• _Task to carry out_:
Carry on the article about Plan-Do-Study-Act cycles, starting after its final sentence.

[start Source extract]

By Robert Lloyd | Thursday, February 4, 2016

The widespread appeal of the Plan-Do-Study-Act cycle stems from its simple, practical approach to improvement. But within its simplicity lies some inherent complexity that too many of us may overlook. In a response to a recently published critique of PDSA cycles, IHI Vice President Bob Lloyd asserts that the main problem is that too few people are true to the spirit of this iterative approach to improvement.

The widespread appeal of the Plan-Do-Study-Act cycle stems from its simple, practical approach to improvement
Robert Lloyd, PhD

Whenever I teach an IHI program related to the science of improvement, I begin by asking some simple questions about Plan-Do-Study-Act (PDSA):

How many of you know what “PDSA” stands for?
Regardless of the size of the class, nearly all hands go up.

How many of you have run a PDSA cycle in the past month?
Roughly half the hands go down.

How many of you have run a PDSA cycle in the past week?
This usually cuts the number of raised hands down to about 10 percent or fewer.

How many of you ran a PDSA cycle the day before you left for this class?
If there are any hands still raised (which is rare), I then ask one more question…

How many of you ran more than one PDSA cycle the day before you left for this class?
No hands remain raised.

It is very easy to rattle off the words “Plan-Do-Study-Act,” but people frequently do not fully understand PDSA cycles or how to successfully run them.

[end Source extract]
[start Stored data]

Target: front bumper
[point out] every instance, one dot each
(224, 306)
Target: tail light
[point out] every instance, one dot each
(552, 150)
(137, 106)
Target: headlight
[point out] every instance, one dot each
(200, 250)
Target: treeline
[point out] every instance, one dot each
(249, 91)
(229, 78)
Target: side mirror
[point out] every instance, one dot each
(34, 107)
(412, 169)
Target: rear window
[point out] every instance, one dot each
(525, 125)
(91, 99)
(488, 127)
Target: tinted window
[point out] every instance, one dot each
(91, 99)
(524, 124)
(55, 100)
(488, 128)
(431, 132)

[end Stored data]
[start Stored data]

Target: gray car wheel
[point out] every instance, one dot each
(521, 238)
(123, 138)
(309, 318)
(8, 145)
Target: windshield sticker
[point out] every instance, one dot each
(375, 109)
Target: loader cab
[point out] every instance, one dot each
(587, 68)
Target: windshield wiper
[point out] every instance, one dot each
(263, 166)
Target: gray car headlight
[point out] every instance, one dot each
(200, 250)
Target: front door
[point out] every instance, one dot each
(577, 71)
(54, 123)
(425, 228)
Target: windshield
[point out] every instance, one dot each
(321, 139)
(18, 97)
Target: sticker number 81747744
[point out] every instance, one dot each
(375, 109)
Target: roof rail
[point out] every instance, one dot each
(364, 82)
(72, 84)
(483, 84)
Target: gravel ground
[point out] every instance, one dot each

[end Stored data]
[start Stored data]

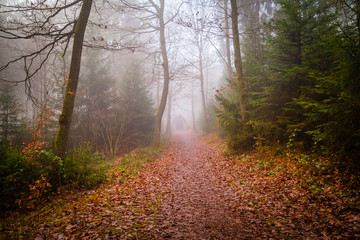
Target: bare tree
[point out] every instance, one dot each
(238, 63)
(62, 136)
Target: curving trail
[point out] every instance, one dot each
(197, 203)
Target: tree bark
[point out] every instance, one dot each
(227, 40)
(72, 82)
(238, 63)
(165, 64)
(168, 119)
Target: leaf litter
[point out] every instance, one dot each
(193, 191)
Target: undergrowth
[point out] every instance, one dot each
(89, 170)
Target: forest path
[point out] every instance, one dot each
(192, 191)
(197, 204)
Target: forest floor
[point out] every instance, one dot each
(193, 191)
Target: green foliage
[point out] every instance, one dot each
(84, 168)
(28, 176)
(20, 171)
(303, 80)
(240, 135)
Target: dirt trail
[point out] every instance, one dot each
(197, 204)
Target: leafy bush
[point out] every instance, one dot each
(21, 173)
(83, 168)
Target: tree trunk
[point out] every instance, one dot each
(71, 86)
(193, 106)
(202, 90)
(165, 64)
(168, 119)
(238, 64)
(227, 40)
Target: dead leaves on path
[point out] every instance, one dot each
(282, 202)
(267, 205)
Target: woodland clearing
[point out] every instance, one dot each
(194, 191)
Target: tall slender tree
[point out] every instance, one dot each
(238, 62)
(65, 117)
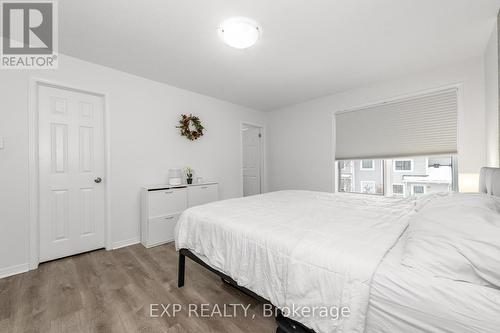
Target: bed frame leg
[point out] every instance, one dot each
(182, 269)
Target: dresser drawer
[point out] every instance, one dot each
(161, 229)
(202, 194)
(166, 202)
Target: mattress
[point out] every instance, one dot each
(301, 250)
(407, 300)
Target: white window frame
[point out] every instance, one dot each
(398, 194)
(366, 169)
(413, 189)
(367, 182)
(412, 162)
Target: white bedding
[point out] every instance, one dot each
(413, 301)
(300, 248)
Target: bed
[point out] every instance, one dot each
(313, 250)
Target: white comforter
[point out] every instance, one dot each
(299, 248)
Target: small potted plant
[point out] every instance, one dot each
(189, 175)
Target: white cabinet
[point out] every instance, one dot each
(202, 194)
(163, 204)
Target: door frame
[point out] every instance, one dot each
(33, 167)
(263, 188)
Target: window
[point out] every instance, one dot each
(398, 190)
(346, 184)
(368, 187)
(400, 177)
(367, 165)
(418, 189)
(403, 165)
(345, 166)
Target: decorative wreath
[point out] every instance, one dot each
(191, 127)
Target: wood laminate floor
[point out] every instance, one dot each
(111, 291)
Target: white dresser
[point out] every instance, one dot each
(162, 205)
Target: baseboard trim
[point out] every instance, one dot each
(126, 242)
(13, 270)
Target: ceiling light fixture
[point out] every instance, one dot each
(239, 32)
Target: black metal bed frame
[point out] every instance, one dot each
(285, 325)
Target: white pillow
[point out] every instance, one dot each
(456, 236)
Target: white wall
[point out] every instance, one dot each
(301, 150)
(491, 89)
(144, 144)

[end Stored data]

• _Answer to this task_:
We can trace the current adaption of the PDSA cycle to the scientific methods of Galileo and Francis Bacon. In the early 1920s, Walter Shewhart developed a very practical application of the inductive and deductive nature of the scientific method for the workers on the shop floor of Western Electric. He proposed that you should: 1) plan a change [Plan]; 2) carry it out on a small scale [Do]; 3) study the results and determine what you have learned [Study]; and, finally, 4) use this learning to adopt the change, abandon it, or run another cycle under different conditions to see if you get the same results [Act].

The genius of Dr. Shewhart was that he translated the academic jargon of the scientific method and created a simple and useful description of how the human brain functions. We all run PDSA cycles every day without realizing it. Our daily commute is a PDSA cycle. Planning and going on a vacation, organizing a wedding, building a new home, or teaching a child to ride a bike are all examples of how we go through life running PDSA cycles.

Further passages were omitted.